→ **Brief**: Rewrite all the records below, replacing every occurrence of "in this sample" with "in this format" and leaving everything else unchanged. Omit the pictures from your output.
··········
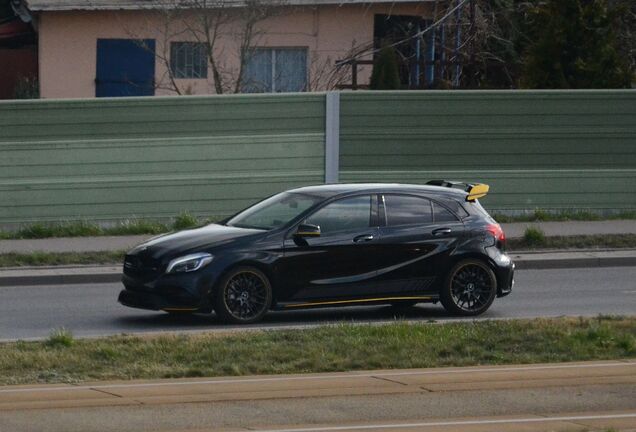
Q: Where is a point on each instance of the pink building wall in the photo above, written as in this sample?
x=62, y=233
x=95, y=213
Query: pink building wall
x=68, y=40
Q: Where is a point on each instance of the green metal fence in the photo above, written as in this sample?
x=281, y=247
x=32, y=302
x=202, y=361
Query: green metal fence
x=537, y=149
x=111, y=159
x=154, y=157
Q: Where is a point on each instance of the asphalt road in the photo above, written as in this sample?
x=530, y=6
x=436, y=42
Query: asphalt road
x=558, y=397
x=91, y=310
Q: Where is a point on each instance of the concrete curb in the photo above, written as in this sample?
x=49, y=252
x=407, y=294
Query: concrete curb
x=63, y=275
··········
→ **Result of this exercise**:
Q: Where is a point on each instance of the pink building wall in the photo above, written as in this format?
x=62, y=233
x=95, y=213
Query: pink building wall
x=68, y=40
Q: Where is a point on each instance of the green metal fence in the photo above, written as in this format?
x=281, y=247
x=32, y=302
x=202, y=361
Query: green metal fence
x=537, y=149
x=111, y=159
x=154, y=157
Q: Where is a point on each instance of the asphalt road in the photo above, written as in this format?
x=530, y=6
x=436, y=42
Query: asphalt road
x=558, y=397
x=91, y=310
Q: Where is a point on each instance of the concrete curb in the photo above, written as in this format?
x=49, y=252
x=407, y=294
Query: concrete curb
x=63, y=275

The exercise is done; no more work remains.